╭──

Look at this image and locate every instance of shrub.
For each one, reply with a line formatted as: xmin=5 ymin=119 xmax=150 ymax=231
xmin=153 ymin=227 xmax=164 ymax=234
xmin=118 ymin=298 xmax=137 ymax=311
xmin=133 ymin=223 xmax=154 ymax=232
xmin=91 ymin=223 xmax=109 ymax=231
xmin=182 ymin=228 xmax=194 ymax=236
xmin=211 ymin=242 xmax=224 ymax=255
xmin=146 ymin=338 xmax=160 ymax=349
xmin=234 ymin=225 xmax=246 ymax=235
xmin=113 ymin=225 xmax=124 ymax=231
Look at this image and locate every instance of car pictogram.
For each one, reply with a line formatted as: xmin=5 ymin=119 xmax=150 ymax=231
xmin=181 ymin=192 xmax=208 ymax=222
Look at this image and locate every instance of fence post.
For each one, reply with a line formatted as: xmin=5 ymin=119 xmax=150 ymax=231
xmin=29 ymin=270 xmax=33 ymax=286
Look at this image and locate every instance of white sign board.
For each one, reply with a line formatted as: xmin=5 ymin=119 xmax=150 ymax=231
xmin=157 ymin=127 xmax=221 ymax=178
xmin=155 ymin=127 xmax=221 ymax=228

╰──

The listing above needs to be retyped. Reproduce every line exactly.

Look at this image and locate every instance of shrub.
For each one, reply with a line formatted as: xmin=5 ymin=119 xmax=150 ymax=231
xmin=153 ymin=227 xmax=164 ymax=234
xmin=118 ymin=298 xmax=137 ymax=311
xmin=133 ymin=223 xmax=154 ymax=232
xmin=91 ymin=223 xmax=109 ymax=231
xmin=182 ymin=228 xmax=194 ymax=236
xmin=211 ymin=242 xmax=224 ymax=255
xmin=146 ymin=338 xmax=160 ymax=349
xmin=234 ymin=225 xmax=246 ymax=235
xmin=113 ymin=225 xmax=124 ymax=231
Look at this image and locate every instance of car pictogram.
For each one, reply with a line formatted as: xmin=5 ymin=119 xmax=150 ymax=231
xmin=181 ymin=192 xmax=208 ymax=222
Look at this image and locate every instance of fence post.
For each one, reply with a line formatted as: xmin=5 ymin=119 xmax=150 ymax=231
xmin=29 ymin=270 xmax=33 ymax=286
Look at this image and locate every instance of white sign board.
For each one, reply with a line formatted as: xmin=5 ymin=119 xmax=150 ymax=231
xmin=157 ymin=127 xmax=221 ymax=178
xmin=155 ymin=127 xmax=221 ymax=228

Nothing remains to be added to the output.